**PROVIDED DATA**
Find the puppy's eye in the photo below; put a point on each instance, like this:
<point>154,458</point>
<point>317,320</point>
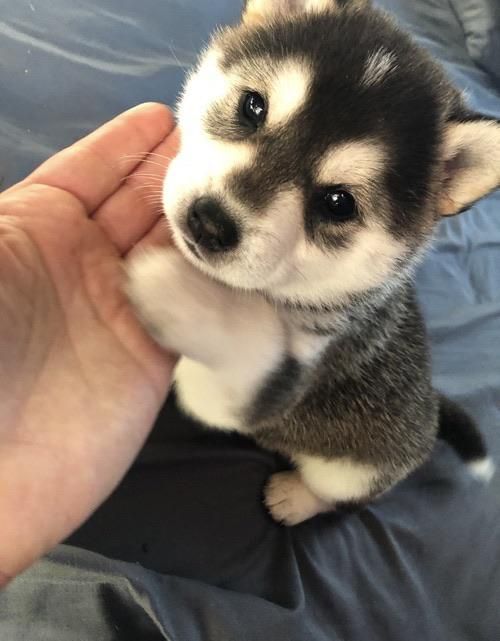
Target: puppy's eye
<point>253,109</point>
<point>337,204</point>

**EXERCISE PROMPT**
Everything in the listing above, apart from its pictures, must be repeated exactly.

**THE ANSWER**
Find the puppy's eye in the photo below; put a point on each instance, like this:
<point>154,458</point>
<point>317,320</point>
Target: puppy's eye
<point>253,109</point>
<point>337,204</point>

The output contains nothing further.